── Supplied records ──

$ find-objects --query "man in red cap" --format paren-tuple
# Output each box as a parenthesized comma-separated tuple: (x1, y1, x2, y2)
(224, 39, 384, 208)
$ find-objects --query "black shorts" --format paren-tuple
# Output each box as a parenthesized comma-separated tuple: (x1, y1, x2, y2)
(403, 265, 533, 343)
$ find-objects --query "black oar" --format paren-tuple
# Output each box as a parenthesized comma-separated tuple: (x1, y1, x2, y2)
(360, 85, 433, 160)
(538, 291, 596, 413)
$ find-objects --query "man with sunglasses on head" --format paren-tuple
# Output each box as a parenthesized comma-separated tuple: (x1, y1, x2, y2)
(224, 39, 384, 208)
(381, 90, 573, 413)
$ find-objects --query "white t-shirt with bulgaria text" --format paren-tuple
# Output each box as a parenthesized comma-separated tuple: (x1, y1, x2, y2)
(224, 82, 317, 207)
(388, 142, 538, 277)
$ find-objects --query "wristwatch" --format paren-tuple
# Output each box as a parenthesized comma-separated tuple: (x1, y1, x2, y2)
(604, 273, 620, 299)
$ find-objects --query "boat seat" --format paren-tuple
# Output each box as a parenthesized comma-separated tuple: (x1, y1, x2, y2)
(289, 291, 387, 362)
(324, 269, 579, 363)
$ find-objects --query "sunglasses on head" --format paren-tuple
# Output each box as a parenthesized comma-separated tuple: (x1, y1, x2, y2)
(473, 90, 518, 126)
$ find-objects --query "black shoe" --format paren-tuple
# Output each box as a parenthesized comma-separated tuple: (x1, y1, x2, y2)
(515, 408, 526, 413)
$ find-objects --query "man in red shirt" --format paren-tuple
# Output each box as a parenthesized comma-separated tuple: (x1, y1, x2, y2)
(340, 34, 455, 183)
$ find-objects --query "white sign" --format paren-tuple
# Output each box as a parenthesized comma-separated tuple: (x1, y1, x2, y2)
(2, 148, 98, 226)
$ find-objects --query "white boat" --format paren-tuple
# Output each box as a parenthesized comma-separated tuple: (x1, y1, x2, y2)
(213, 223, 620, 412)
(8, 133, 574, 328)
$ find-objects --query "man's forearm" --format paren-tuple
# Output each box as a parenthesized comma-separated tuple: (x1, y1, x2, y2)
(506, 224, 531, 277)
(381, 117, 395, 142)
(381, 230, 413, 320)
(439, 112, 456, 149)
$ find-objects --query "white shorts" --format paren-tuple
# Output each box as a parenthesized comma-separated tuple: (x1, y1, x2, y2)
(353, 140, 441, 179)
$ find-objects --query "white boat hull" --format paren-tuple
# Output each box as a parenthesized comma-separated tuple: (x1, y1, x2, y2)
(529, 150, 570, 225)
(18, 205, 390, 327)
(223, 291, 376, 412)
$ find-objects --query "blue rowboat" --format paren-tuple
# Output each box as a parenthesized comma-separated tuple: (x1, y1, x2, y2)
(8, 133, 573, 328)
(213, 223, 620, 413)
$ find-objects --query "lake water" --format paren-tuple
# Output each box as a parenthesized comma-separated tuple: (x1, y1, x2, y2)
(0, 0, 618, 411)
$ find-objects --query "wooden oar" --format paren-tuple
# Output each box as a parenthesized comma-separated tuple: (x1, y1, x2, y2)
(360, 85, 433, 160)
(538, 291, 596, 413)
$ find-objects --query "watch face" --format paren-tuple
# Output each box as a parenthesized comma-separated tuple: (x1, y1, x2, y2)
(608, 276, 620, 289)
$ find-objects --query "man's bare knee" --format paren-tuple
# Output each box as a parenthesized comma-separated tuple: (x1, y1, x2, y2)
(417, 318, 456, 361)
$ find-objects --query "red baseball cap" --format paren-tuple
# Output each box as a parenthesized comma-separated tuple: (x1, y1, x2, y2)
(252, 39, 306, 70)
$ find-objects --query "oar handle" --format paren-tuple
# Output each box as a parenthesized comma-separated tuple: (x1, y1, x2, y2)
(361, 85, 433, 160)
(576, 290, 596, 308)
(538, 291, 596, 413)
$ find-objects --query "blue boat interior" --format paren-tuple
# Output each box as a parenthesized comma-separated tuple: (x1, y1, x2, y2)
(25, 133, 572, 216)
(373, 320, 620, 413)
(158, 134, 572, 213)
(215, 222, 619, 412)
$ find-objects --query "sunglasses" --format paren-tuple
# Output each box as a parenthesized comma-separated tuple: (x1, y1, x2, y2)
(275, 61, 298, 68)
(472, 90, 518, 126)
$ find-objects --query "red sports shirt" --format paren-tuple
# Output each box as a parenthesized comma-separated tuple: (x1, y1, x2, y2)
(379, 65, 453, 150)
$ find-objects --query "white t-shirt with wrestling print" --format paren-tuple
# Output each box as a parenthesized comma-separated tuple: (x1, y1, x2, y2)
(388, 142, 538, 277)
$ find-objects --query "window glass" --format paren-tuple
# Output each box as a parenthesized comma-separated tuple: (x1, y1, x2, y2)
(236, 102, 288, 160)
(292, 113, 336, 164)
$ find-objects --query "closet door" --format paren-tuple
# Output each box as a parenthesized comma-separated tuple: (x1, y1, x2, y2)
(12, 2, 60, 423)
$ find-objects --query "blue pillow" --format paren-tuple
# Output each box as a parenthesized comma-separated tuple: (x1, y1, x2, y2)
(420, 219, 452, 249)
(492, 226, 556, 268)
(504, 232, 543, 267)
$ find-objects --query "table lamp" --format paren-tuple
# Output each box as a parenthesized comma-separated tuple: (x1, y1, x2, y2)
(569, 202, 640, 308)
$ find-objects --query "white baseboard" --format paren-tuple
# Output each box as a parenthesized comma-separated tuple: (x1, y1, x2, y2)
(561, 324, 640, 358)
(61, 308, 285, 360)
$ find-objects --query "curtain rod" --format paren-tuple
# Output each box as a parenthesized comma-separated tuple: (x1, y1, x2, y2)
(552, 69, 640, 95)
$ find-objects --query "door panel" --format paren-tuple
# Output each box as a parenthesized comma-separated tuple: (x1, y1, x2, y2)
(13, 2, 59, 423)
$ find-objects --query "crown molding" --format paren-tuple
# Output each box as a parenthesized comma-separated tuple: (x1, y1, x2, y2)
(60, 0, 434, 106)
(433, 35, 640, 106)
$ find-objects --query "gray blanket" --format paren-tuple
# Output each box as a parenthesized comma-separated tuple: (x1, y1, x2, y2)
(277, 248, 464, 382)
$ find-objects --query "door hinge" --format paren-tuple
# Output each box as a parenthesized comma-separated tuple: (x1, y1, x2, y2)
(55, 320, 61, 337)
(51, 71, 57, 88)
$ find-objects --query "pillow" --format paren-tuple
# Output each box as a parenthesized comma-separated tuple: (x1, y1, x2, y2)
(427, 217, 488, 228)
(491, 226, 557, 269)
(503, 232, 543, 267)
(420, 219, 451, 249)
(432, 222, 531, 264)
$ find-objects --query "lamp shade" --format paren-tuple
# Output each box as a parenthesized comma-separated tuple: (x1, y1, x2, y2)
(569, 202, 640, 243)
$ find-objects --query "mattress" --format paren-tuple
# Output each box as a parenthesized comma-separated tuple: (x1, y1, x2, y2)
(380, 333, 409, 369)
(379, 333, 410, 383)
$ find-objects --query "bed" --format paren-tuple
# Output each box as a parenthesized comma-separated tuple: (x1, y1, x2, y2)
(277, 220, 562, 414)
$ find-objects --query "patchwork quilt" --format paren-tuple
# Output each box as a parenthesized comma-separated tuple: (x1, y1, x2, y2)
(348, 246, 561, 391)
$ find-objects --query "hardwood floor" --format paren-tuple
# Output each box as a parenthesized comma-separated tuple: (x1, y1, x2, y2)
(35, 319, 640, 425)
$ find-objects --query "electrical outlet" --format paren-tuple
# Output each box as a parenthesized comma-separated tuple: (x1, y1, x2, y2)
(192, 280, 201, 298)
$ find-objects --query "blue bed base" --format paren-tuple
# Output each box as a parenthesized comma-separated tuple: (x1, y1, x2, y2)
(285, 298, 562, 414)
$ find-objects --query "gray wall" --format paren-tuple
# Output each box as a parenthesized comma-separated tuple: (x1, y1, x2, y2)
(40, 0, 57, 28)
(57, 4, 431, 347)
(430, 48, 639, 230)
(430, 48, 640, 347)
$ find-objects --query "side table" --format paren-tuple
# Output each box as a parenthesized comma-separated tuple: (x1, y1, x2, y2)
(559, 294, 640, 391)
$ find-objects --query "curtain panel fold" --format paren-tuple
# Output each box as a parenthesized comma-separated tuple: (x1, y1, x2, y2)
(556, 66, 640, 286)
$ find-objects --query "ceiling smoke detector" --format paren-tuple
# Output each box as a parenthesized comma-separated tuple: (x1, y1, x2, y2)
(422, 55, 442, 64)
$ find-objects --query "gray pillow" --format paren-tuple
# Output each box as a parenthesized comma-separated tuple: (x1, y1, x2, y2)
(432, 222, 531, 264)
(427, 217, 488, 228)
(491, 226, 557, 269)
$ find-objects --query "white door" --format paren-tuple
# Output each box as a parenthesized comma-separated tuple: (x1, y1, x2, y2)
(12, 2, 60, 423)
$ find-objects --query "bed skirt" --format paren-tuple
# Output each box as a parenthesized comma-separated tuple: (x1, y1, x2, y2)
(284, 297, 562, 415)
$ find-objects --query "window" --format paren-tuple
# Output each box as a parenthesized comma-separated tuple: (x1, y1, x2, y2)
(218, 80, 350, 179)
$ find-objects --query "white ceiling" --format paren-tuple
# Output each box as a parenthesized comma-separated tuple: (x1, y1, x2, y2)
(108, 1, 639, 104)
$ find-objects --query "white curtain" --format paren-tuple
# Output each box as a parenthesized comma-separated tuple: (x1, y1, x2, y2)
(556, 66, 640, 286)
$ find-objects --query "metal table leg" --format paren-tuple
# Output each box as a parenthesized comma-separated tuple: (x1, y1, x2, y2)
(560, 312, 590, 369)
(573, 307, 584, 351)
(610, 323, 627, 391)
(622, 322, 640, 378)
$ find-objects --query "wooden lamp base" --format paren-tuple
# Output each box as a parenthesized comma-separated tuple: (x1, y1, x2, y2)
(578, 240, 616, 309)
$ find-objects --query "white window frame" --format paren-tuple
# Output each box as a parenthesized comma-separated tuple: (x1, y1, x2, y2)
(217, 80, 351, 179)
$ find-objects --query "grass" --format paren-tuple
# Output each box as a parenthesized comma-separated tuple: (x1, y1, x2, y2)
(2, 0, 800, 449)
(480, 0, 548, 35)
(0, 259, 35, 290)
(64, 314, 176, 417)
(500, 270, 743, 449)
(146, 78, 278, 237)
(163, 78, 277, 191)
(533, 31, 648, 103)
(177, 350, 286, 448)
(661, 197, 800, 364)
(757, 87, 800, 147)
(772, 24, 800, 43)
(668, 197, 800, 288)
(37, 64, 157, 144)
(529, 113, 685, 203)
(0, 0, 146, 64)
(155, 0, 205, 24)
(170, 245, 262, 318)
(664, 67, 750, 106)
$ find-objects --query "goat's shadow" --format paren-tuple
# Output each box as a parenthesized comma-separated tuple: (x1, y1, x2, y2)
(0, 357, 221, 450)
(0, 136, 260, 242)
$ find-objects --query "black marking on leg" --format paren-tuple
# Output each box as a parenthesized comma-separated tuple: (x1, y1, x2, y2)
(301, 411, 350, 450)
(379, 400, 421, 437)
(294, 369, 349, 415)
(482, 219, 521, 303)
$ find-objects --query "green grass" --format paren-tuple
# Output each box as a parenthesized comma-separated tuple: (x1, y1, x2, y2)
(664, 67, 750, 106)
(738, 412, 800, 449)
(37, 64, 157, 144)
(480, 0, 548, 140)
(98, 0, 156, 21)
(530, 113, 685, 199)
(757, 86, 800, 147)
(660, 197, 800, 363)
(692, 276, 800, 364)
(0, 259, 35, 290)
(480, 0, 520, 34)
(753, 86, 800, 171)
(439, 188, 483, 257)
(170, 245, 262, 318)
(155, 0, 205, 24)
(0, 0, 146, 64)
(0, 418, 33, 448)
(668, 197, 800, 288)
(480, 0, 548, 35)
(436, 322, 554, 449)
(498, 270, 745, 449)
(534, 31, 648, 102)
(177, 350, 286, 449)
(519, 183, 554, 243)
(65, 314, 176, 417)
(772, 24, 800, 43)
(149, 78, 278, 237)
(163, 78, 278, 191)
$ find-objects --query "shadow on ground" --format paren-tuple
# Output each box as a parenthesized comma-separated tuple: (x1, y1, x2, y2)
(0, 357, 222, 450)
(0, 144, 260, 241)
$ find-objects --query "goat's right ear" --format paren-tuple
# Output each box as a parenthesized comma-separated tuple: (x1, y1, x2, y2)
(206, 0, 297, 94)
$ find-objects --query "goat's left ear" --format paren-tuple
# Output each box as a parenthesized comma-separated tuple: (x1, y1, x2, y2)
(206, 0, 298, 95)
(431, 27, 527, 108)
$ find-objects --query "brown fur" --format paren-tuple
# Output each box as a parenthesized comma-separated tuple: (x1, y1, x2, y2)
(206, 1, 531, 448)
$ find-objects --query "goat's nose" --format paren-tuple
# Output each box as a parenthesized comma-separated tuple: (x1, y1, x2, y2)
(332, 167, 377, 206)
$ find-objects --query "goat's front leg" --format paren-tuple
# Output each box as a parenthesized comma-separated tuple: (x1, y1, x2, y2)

───

Work required: Find each line in the records that contains the string "panel", then say how many there are and nothing else.

Written answer: 2